### Goal of the exercise
Please revise the lines below so that every "grass field" becomes "lawn", leaving everything else unchanged.

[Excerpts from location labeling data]
····················

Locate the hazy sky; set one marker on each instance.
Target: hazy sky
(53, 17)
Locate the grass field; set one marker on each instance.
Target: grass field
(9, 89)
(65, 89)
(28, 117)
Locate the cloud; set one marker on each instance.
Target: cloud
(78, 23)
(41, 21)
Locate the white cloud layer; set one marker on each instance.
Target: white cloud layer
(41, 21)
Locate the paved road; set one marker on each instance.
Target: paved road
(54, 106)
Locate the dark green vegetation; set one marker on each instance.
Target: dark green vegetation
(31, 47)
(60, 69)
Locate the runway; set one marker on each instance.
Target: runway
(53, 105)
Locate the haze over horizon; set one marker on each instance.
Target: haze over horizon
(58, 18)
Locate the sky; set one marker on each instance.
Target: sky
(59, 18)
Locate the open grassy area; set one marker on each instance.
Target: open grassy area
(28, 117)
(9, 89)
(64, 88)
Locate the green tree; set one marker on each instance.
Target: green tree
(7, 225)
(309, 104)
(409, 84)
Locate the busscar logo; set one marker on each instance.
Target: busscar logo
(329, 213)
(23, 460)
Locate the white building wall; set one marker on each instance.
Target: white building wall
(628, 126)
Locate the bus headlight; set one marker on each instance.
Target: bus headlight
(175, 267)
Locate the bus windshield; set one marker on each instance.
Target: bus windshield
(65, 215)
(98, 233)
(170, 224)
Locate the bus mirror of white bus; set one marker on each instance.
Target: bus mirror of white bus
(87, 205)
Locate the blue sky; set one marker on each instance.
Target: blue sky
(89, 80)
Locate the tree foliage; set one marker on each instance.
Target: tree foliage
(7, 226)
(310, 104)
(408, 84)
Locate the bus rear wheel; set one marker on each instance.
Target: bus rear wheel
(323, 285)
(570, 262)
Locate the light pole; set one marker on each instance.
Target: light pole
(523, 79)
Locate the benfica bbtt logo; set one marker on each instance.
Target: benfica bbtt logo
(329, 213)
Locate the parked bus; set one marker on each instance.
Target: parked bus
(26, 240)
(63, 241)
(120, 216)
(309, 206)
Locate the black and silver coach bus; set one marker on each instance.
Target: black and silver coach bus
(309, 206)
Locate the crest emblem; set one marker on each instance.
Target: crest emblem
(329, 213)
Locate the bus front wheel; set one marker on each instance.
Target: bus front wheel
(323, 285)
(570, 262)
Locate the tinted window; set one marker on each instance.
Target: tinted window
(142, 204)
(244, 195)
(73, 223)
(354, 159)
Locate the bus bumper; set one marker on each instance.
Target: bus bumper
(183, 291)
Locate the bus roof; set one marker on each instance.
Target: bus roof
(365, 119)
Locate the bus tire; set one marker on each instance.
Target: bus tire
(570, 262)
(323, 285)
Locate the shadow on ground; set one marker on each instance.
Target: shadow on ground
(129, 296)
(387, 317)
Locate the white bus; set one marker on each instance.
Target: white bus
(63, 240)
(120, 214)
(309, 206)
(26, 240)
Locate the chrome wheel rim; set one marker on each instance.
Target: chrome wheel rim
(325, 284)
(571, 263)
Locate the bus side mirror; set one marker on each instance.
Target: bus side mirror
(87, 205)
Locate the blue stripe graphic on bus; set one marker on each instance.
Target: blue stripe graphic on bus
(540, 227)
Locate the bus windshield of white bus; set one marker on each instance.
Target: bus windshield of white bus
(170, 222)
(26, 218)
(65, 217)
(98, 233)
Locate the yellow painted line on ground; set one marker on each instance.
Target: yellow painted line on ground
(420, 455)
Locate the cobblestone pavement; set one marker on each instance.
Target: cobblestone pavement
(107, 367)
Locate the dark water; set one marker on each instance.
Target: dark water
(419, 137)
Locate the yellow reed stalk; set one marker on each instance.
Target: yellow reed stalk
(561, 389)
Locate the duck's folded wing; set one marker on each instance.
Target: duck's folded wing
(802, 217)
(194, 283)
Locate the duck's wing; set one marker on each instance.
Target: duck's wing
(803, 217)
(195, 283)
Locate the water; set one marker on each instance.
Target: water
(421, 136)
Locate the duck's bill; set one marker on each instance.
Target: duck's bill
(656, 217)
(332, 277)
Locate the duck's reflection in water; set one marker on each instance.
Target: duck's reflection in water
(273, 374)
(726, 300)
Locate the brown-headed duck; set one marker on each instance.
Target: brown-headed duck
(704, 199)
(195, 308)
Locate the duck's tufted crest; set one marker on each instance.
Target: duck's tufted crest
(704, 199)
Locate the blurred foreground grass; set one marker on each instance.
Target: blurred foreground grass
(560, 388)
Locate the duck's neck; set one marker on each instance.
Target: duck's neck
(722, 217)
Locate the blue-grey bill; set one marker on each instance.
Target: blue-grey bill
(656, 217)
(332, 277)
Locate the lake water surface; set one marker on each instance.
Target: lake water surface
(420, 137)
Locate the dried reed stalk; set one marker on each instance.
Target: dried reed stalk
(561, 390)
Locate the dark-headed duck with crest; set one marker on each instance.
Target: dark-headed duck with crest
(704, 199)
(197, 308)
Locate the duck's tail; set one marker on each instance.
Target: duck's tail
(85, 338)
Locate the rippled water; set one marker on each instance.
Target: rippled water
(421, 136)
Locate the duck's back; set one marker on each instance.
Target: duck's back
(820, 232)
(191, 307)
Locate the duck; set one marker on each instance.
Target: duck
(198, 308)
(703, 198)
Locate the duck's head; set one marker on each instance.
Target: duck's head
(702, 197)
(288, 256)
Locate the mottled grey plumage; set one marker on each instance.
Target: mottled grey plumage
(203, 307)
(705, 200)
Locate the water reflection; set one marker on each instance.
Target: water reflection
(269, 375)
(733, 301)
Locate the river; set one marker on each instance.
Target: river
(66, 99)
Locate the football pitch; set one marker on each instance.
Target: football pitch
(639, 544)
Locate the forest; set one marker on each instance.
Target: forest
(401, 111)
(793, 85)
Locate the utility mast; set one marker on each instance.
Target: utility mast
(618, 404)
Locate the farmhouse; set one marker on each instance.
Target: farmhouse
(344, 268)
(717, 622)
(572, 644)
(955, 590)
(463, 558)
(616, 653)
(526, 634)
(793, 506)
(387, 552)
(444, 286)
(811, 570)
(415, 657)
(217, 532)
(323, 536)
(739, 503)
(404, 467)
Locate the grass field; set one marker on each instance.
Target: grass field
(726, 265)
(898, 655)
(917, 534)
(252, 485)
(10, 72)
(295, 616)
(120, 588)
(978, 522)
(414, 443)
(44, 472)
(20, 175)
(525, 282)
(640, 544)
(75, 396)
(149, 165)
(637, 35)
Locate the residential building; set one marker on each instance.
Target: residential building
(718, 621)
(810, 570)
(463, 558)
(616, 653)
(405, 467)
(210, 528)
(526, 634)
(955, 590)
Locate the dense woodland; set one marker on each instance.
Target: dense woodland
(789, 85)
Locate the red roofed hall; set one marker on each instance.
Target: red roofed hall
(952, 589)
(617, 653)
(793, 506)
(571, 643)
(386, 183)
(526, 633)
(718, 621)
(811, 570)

····················

### Written reply
Locate the hazy sky; set one marker on each instance.
Target: hazy sky
(53, 17)
Locate the lawn; set one marker on each instance.
Target: lawn
(9, 89)
(65, 89)
(28, 117)
Locate the cloud; set one marker on each instance.
Target: cloud
(78, 23)
(41, 21)
Locate the white cloud layer; set one marker on each instance.
Target: white cloud layer
(41, 21)
Locate the paved road; set one marker on each instance.
Target: paved road
(54, 106)
Locate the dark green vegetation; set one marker on each instance.
Target: dark green vegetation
(31, 47)
(60, 69)
Locate the runway; set one marker on each instance.
Target: runway
(53, 105)
Locate the haze over horizon; set one marker on each instance.
Target: haze over horizon
(58, 18)
Locate the sky; set one marker on each instance.
Target: sky
(59, 18)
Locate the open grassy area; set one marker on each instance.
Target: open grassy area
(28, 117)
(9, 89)
(64, 88)
Locate the green tree; set one marker on each instance.
Target: green tree
(7, 225)
(309, 104)
(409, 84)
Locate the busscar logo; set one marker on each instance.
Target: busscar logo
(329, 213)
(23, 460)
Locate the white building wall; set one marker on each instance.
Target: white building wall
(628, 126)
Locate the bus headlight; set one marker on each instance.
Target: bus headlight
(175, 267)
Locate the bus windshield; set one marker on each instance.
Target: bus windshield
(65, 215)
(98, 233)
(170, 224)
Locate the bus mirror of white bus; set one marker on each instance.
Target: bus mirror of white bus
(87, 205)
Locate the blue sky; set one marker on each instance.
Target: blue sky
(89, 80)
Locate the tree foliage; set one marker on each instance.
Target: tree foliage
(7, 226)
(310, 104)
(408, 84)
Locate the bus rear wheel; set one marker on each instance.
Target: bus rear wheel
(323, 285)
(570, 262)
Locate the light pole; set one marker on each instance.
Target: light pole
(523, 79)
Locate the benfica bbtt logo; set one marker on each instance.
Target: benfica bbtt logo
(329, 213)
Locate the parked bus; set one marker on each instance.
Target: parked bus
(26, 240)
(63, 241)
(120, 216)
(309, 206)
Locate the black and silver coach bus; set one marker on each instance.
Target: black and silver coach bus
(309, 206)
Locate the crest emblem; set one marker on each instance.
Target: crest emblem
(329, 213)
Locate the bus front wheel; set one marker on each instance.
Target: bus front wheel
(323, 285)
(570, 262)
Locate the tinted window; set one marker on each instance.
Target: tinted window
(142, 204)
(244, 195)
(73, 223)
(354, 159)
Locate the bus bumper; set one marker on each instance.
Target: bus bumper
(183, 291)
Locate the bus roof; set one marker on each instance.
Target: bus roof
(365, 119)
Locate the bus tire; set one marker on each instance.
Target: bus tire
(570, 262)
(323, 285)
Locate the shadow on ground; set one marker on each instance.
Target: shadow on ground
(129, 296)
(387, 317)
Locate the white bus; set one marker on each instance.
Target: white bus
(63, 240)
(120, 214)
(309, 206)
(26, 240)
Locate the chrome wheel rim; set one marker on each instance.
Target: chrome wheel rim
(325, 284)
(571, 263)
Locate the bus side mirror; set one marker on each instance.
Target: bus side mirror
(87, 205)
Locate the blue stripe graphic on bus; set one marker on each instance.
Target: blue stripe graphic on bus
(540, 227)
Locate the bus windshield of white bus; set one marker on each instance.
Target: bus windshield of white bus
(170, 222)
(26, 218)
(65, 217)
(98, 233)
Locate the yellow painted line on ground; set one marker on each instance.
Target: yellow painted line on ground
(420, 455)
Locate the cobblestone pavement; set one marker on each instance.
Target: cobblestone pavement
(107, 367)
Locate the dark water; set one marker on each instance.
Target: dark water
(419, 137)
Locate the yellow reed stalk; set one marker on each instance.
Target: yellow reed stalk
(561, 389)
Locate the duck's folded wing; set one marker on each instance.
Target: duck's folded wing
(802, 217)
(194, 283)
Locate the duck's wing; set one marker on each instance.
Target: duck's wing
(803, 217)
(195, 283)
Locate the water; set one marker on each instance.
Target: water
(421, 136)
Locate the duck's bill; set one marker on each instance.
Target: duck's bill
(656, 217)
(332, 277)
Locate the duck's reflection in water; set one marker on each instance.
Target: duck's reflection in water
(273, 374)
(726, 300)
Locate the brown-headed duck; set one marker on each instance.
Target: brown-headed duck
(704, 199)
(195, 308)
Locate the duck's tufted crest; set one marker on each instance.
Target: duck's tufted crest
(704, 199)
Locate the blurred foreground grass; set one marker on each instance.
Target: blurred foreground grass
(560, 388)
Locate the duck's neck; set one marker on each instance.
Target: duck's neck
(722, 217)
Locate the blue-grey bill; set one marker on each instance.
Target: blue-grey bill
(656, 217)
(332, 277)
Locate the lake water surface; set one marker on each instance.
Target: lake water surface
(420, 137)
Locate the dried reed stalk; set one marker on each instance.
Target: dried reed stalk
(561, 390)
Locate the dark-headed duck with crest; set one marker on each instance.
Target: dark-headed duck with crest
(704, 199)
(197, 308)
Locate the duck's tail; set one marker on each instance.
Target: duck's tail
(85, 338)
Locate the rippled water; set one marker on each instance.
Target: rippled water
(421, 136)
Locate the duck's back; set one marker on each instance.
Target: duck's back
(820, 232)
(191, 307)
Locate the duck; set one marker on each instance.
Target: duck
(198, 308)
(703, 198)
Locate the duck's head; set one marker on each instance.
Target: duck's head
(702, 197)
(288, 256)
Locate the mottled grey plumage; set one marker on each instance.
Target: mottled grey plumage
(203, 307)
(705, 200)
Locate the water reflection; set one marker on each instance.
Target: water reflection
(269, 375)
(733, 301)
Locate the river; set one marker on each instance.
Target: river
(66, 99)
Locate the football pitch; set one marker on each instance.
Target: football pitch
(639, 544)
Locate the forest; set one marker on each instance.
Target: forest
(401, 111)
(793, 85)
Locate the utility mast; set one marker on each instance.
Target: utility mast
(618, 404)
Locate the farmhouse; set one marker on each instance.
Target: farmhouse
(344, 268)
(717, 622)
(572, 644)
(955, 590)
(463, 558)
(616, 653)
(526, 634)
(793, 506)
(387, 552)
(444, 286)
(811, 570)
(415, 657)
(217, 532)
(323, 536)
(739, 503)
(404, 467)
Locate the lawn; set one marker on each instance.
Target: lawn
(726, 265)
(898, 655)
(917, 534)
(252, 485)
(10, 72)
(295, 616)
(120, 588)
(978, 522)
(414, 443)
(44, 472)
(20, 175)
(525, 282)
(640, 544)
(75, 396)
(149, 165)
(637, 35)
Locate the residential building; set one marker on each instance.
Target: residential building
(718, 621)
(810, 570)
(463, 558)
(616, 653)
(405, 467)
(210, 528)
(526, 634)
(955, 590)
Locate the dense woodland; set one marker on each instance.
Target: dense woodland
(789, 85)
Locate the red roofed hall; set one marker on each instance.
Target: red roofed hall
(952, 589)
(617, 653)
(793, 506)
(571, 643)
(386, 183)
(526, 633)
(718, 621)
(811, 570)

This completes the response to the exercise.